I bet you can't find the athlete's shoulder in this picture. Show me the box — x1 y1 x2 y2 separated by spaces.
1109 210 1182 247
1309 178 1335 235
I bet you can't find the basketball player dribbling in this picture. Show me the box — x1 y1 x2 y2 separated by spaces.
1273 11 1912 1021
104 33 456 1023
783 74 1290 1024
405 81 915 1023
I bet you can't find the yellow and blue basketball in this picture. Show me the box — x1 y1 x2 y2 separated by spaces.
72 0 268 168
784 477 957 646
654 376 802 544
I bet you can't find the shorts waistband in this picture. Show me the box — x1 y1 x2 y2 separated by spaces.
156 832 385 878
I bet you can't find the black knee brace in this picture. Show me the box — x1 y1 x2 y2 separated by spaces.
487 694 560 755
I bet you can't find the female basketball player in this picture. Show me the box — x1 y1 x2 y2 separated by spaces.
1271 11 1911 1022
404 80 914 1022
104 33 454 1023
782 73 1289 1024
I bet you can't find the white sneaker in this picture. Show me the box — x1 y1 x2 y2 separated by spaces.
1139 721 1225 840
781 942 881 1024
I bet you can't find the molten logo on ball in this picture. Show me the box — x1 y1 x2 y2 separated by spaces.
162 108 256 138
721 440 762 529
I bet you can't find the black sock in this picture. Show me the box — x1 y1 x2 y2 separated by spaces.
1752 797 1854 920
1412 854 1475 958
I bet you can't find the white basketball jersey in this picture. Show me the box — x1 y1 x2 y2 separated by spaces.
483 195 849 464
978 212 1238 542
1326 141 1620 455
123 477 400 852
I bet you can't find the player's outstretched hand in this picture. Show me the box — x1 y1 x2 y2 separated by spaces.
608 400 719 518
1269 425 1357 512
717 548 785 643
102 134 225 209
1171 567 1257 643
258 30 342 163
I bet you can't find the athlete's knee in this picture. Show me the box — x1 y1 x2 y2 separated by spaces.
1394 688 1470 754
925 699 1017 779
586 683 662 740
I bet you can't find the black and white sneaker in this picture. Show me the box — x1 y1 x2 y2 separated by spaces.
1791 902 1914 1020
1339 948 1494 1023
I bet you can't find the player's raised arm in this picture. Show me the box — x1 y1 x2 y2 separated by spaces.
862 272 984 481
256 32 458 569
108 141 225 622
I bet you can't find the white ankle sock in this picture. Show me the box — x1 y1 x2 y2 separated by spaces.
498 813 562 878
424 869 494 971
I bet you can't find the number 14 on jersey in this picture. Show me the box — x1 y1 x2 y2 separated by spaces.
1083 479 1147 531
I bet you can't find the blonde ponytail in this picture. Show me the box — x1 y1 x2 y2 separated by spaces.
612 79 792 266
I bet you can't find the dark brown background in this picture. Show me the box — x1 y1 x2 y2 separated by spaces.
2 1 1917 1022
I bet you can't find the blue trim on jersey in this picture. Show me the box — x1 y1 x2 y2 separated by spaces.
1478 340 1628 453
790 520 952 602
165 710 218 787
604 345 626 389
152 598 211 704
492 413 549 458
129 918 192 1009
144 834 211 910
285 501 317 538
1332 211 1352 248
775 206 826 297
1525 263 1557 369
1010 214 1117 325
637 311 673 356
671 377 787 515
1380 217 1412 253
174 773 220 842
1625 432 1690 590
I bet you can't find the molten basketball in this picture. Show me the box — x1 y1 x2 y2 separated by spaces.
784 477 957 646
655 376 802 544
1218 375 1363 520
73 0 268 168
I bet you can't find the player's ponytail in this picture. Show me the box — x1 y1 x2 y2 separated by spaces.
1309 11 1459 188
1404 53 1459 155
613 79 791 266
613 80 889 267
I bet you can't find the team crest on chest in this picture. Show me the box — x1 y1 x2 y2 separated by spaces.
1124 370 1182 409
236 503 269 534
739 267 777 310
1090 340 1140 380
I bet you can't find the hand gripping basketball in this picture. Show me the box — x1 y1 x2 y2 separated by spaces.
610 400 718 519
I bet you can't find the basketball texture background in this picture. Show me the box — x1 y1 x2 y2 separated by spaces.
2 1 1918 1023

◆ Task directions ◆
Output the entire listing above, character for character.

◆ Response below ◆
I bet you can't find the athlete's shoulder in this picture. Show me the box — x1 y1 x2 y2 separated by spaces.
1109 210 1182 247
1309 178 1335 235
I bet you can't find the basketball player dribbling in this picture. Show me the box — x1 y1 x2 y2 separated by spaces.
1273 11 1912 1021
104 33 456 1023
783 74 1290 1024
405 81 915 1023
I bet you can't find the yellow and blue basketball in this picture. Show me the box — x1 y1 x2 y2 separated by spaces.
72 0 268 168
784 477 957 646
654 376 802 544
I bet you can't find the shorts waistband in this picture. Show me the box — x1 y1 x2 y2 separated by spaces.
156 832 385 878
I bet you can't find the black knee brace in this picture. Show me the box — x1 y1 x2 y2 separated by spaces.
487 694 560 755
I bet you can't find the female basketball player in this picture. Show me the box — x1 y1 x2 y2 separated by spaces.
1271 11 1911 1022
404 80 914 1022
104 33 454 1023
782 73 1289 1024
I bet you can't find the white sneaker in this picture. Show me the box — x1 y1 x2 y2 separated by spaces.
1139 721 1225 840
781 942 881 1024
I bet you can't find the molten logo on ball in this picture. Show me the box — x1 y1 x2 y2 separated by spaces.
162 108 256 138
721 440 762 529
I bet you can't find the black sock in this picture. Show me the box — x1 y1 x2 y2 separated by spaces.
1752 797 1854 920
1412 854 1475 958
I bet you can't find the white basketball jersey in this picture. Show me the box — x1 y1 x2 y2 separated by spaces.
483 195 849 464
978 212 1238 542
1326 141 1620 455
123 477 400 852
I bet you can't find the player's outstretched hand in this picture. Show me the box — x1 y1 x2 y2 separated by spaces.
608 400 719 518
1269 425 1357 512
717 548 785 643
102 134 225 209
1171 567 1257 643
258 30 342 163
I bet you can't find the athlete's knee in this picture. Show me the box — x1 y1 x2 y2 separated by spaces.
1394 688 1470 754
925 699 1017 779
586 683 662 740
I bet you can't find the black and white sneaker in this picture. Show me the box — x1 y1 x2 y2 separated by spaces.
1791 902 1914 1020
1339 948 1494 1023
I bet you can't find the player's raised arm in this picture. Show me the box — x1 y1 x2 y2 separated by spaces.
862 272 984 481
256 32 458 569
108 141 225 622
I bet you can't find the white ankle sock in this picture. Show me the box — x1 y1 x2 y2 separated by spaces.
498 813 562 878
424 869 494 971
I bet you can't find the number 14 on jersey in this picture. Show me the box — x1 y1 x2 y2 separated by spaces.
1083 479 1147 531
I bet you can't find the blonde ponytail in this picture. Show me the box — x1 y1 x2 y2 separated by spaces.
612 79 792 266
I bet you can't find the dark brown background in this picture. Show me the box — x1 y1 x2 y2 separated by spaces.
2 1 1917 1022
I bet you can't find the blue trim on jersey in this picture. Show me the box — x1 y1 x2 y2 separated by spaces.
1478 340 1628 453
790 520 952 602
165 710 218 787
604 345 626 389
152 598 211 704
492 413 549 458
129 918 192 1009
144 834 211 910
285 501 317 538
1332 211 1352 248
775 206 826 297
1525 263 1557 369
1010 214 1117 325
637 311 673 356
671 377 787 515
1380 217 1412 253
174 773 220 842
1625 432 1690 590
I bet you can't find the molten basketball in this picture. Show me the box — x1 y1 x2 y2 separated by spaces.
784 477 957 646
655 376 802 544
1218 375 1363 520
73 0 268 168
I bet you can't find the player's ponytail in this picture. Show me the box — x1 y1 x2 y2 separated by spaces.
1309 11 1459 188
1404 53 1459 155
613 79 791 266
613 80 889 267
I bet you can't find the team crest on chest in this picture. Show me the box — x1 y1 x2 y2 separated by spaces.
1124 370 1182 409
236 503 269 534
739 267 777 310
1090 340 1140 380
I bet you can't find the hand gripping basketball in this picture. Show me the box — x1 y1 x2 y2 separated by spaces.
610 400 718 519
I bet you can't find the basketball texture background in this picture. Show me the box — x1 y1 x2 y2 separated by spaces.
2 1 1918 1023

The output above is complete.